── Listed records

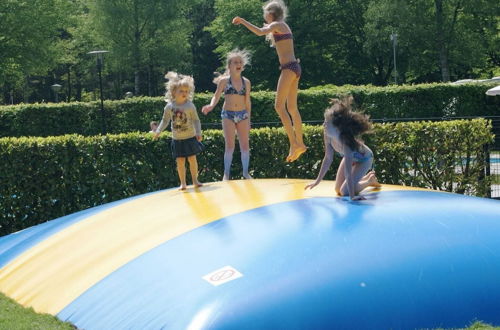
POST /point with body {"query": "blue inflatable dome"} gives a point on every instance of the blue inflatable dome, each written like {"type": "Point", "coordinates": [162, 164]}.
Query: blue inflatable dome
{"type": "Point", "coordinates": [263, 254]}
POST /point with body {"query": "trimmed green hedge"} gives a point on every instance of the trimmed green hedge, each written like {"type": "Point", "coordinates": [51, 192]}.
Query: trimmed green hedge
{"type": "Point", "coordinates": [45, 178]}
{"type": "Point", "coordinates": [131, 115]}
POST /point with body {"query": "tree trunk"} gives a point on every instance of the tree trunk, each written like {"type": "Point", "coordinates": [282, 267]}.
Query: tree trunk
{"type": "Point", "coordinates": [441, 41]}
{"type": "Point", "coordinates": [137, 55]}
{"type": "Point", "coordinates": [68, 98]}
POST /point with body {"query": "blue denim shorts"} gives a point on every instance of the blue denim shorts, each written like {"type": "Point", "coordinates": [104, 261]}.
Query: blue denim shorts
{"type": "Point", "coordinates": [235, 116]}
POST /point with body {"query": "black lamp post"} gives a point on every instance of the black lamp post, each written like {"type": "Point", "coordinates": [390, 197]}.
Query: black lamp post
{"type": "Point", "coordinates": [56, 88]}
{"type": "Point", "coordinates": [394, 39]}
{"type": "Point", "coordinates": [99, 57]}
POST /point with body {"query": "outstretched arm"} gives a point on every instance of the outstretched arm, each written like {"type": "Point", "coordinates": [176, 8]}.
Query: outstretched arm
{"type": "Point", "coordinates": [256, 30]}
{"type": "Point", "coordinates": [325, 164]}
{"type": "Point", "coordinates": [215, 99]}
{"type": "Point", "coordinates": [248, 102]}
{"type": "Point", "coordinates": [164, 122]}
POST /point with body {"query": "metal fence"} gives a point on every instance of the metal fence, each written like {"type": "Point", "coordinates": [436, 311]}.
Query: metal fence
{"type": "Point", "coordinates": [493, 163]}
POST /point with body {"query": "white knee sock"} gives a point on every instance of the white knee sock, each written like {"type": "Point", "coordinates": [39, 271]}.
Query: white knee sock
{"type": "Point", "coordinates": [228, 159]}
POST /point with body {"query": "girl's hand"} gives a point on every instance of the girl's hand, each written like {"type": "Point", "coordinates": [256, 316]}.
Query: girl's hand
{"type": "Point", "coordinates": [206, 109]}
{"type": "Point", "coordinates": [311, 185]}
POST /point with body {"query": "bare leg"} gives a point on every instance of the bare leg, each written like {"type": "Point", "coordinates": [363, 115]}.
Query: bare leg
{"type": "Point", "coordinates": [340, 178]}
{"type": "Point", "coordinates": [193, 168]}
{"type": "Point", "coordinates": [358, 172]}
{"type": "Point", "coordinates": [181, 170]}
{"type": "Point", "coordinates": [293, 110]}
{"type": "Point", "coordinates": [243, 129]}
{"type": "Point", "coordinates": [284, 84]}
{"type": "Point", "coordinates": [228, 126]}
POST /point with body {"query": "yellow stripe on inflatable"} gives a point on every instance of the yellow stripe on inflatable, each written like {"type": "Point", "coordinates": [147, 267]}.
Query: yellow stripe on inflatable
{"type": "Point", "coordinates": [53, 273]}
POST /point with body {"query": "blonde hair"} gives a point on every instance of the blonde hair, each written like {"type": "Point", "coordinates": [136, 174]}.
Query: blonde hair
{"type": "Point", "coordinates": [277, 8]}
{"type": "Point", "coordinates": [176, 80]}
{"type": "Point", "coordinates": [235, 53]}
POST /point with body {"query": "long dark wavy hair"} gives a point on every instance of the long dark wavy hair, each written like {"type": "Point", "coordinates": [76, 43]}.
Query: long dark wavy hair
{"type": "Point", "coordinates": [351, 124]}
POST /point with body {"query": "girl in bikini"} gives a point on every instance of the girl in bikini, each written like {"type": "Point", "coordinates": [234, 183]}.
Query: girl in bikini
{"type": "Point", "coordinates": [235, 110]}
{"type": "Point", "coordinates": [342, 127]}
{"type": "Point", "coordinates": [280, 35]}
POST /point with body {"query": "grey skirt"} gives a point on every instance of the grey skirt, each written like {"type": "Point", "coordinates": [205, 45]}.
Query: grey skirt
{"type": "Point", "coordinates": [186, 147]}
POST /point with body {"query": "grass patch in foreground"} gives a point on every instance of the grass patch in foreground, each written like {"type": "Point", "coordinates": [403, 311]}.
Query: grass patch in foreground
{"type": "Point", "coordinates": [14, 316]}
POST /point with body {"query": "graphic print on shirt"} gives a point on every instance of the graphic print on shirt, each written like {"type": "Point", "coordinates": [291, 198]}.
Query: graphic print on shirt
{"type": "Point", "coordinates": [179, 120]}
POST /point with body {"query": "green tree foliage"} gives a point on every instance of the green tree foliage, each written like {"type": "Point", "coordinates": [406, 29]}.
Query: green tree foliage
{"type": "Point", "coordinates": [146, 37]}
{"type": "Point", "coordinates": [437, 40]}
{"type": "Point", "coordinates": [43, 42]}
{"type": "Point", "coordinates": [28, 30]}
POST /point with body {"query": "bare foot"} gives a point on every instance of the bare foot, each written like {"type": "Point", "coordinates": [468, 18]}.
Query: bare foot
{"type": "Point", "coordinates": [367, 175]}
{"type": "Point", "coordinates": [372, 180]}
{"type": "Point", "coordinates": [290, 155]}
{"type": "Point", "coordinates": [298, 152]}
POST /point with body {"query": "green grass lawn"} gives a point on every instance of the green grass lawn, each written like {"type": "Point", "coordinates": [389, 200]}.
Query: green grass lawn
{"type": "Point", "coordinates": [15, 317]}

────

Task to complete:
Repeat the lines above exactly, and keep every picture out.

Answer to this exercise:
POST /point with body {"query": "blue inflatable dome"} gives a point on every instance of the blue inflatable dome, each written like {"type": "Point", "coordinates": [162, 164]}.
Query: blue inflatable dome
{"type": "Point", "coordinates": [263, 254]}
POST /point with body {"query": "trimmed green hedge"} gives a point on every instance of the trimmed green hedge, each written like {"type": "Point", "coordinates": [51, 192]}.
Query: trimmed green hedge
{"type": "Point", "coordinates": [45, 178]}
{"type": "Point", "coordinates": [131, 115]}
POST /point with body {"query": "tree trunk"} gives a point on every instance of the tree trunk, each written like {"type": "Point", "coordinates": [282, 267]}.
Query: tree trunk
{"type": "Point", "coordinates": [441, 41]}
{"type": "Point", "coordinates": [137, 55]}
{"type": "Point", "coordinates": [68, 98]}
POST /point with body {"query": "blue denim shorts"} gives a point on every instance of the blue denim shorts, each written like {"type": "Point", "coordinates": [104, 261]}.
Query: blue denim shorts
{"type": "Point", "coordinates": [235, 116]}
POST /point with body {"query": "black lamp post"} gives a point on every instance of the black lamp post, each written like {"type": "Point", "coordinates": [390, 197]}.
Query: black lamp post
{"type": "Point", "coordinates": [56, 88]}
{"type": "Point", "coordinates": [394, 39]}
{"type": "Point", "coordinates": [99, 57]}
POST /point with body {"query": "outstretched arm"} gives a point on every instance of the outstretched arm, each written like {"type": "Point", "coordinates": [176, 8]}.
Query: outstretched arm
{"type": "Point", "coordinates": [256, 30]}
{"type": "Point", "coordinates": [325, 164]}
{"type": "Point", "coordinates": [215, 99]}
{"type": "Point", "coordinates": [248, 102]}
{"type": "Point", "coordinates": [164, 122]}
POST /point with body {"query": "metal fence"} gives a point on every instance of the metal fence, each written like {"type": "Point", "coordinates": [436, 311]}.
Query: metal fence
{"type": "Point", "coordinates": [493, 163]}
POST /point with body {"query": "white knee sock"} gives a point on every instance of the white knee sock, each written like {"type": "Point", "coordinates": [39, 271]}.
Query: white knee sock
{"type": "Point", "coordinates": [228, 159]}
POST /point with body {"query": "girl's hand"} gives a point on every instance of the girl's hand, each written like {"type": "Point", "coordinates": [256, 316]}.
Query: girl's hand
{"type": "Point", "coordinates": [206, 109]}
{"type": "Point", "coordinates": [311, 185]}
POST /point with body {"query": "bare leg"} gives a point on every instance of the bare leg, each written like {"type": "Point", "coordinates": [363, 115]}.
Query: bare leg
{"type": "Point", "coordinates": [340, 178]}
{"type": "Point", "coordinates": [193, 168]}
{"type": "Point", "coordinates": [358, 172]}
{"type": "Point", "coordinates": [181, 170]}
{"type": "Point", "coordinates": [293, 110]}
{"type": "Point", "coordinates": [243, 129]}
{"type": "Point", "coordinates": [284, 84]}
{"type": "Point", "coordinates": [228, 126]}
POST /point with body {"query": "yellow stripe on inflatable"} gives a point on every instance of the yellow stripe on inflatable, each written like {"type": "Point", "coordinates": [147, 267]}.
Query: yellow stripe on inflatable
{"type": "Point", "coordinates": [53, 273]}
POST /point with body {"query": "blonde hair"} gives a point on every instance of the blonde hair, each written like {"type": "Point", "coordinates": [136, 174]}.
Query: blonde hair
{"type": "Point", "coordinates": [277, 8]}
{"type": "Point", "coordinates": [176, 80]}
{"type": "Point", "coordinates": [235, 53]}
POST /point with body {"query": "long dark wavy hair"} gives a point on every instance of the long dark wavy hair, each written like {"type": "Point", "coordinates": [76, 43]}.
Query: long dark wavy hair
{"type": "Point", "coordinates": [351, 124]}
POST /point with body {"query": "girl in bikini"} gives a point on every instance of the girl in bikini, each written like {"type": "Point", "coordinates": [234, 183]}.
Query: girl in bikini
{"type": "Point", "coordinates": [235, 110]}
{"type": "Point", "coordinates": [342, 127]}
{"type": "Point", "coordinates": [280, 35]}
POST /point with body {"query": "grey skirt"} gives a point on every instance of the grey skirt, each written like {"type": "Point", "coordinates": [205, 45]}.
Query: grey skirt
{"type": "Point", "coordinates": [186, 147]}
POST /point with body {"query": "grass patch in foreground"} gives a point on every instance of the grass patch in foreground, each written like {"type": "Point", "coordinates": [403, 311]}.
Query: grass patch in foreground
{"type": "Point", "coordinates": [14, 316]}
POST /point with body {"query": "graphic print on shirt"} gives a point on every instance of the graphic print on shirt, each written like {"type": "Point", "coordinates": [291, 198]}.
Query: graphic print on shirt
{"type": "Point", "coordinates": [179, 120]}
POST /point with body {"query": "green tree foliage"} gives a point on every instance of the green tree foliage, each written like {"type": "Point", "coordinates": [406, 29]}.
Query: green tree foliage
{"type": "Point", "coordinates": [146, 37]}
{"type": "Point", "coordinates": [437, 40]}
{"type": "Point", "coordinates": [43, 42]}
{"type": "Point", "coordinates": [28, 30]}
POST /point with body {"query": "bare foot"} gives a point on every instance of the bare foot, each written like {"type": "Point", "coordinates": [468, 18]}.
Query: bare foot
{"type": "Point", "coordinates": [367, 175]}
{"type": "Point", "coordinates": [372, 180]}
{"type": "Point", "coordinates": [290, 155]}
{"type": "Point", "coordinates": [298, 152]}
POST /point with body {"query": "green grass lawn"} gives a point on every instance of the green grass lawn, each written like {"type": "Point", "coordinates": [389, 200]}.
Query: green grass lawn
{"type": "Point", "coordinates": [15, 317]}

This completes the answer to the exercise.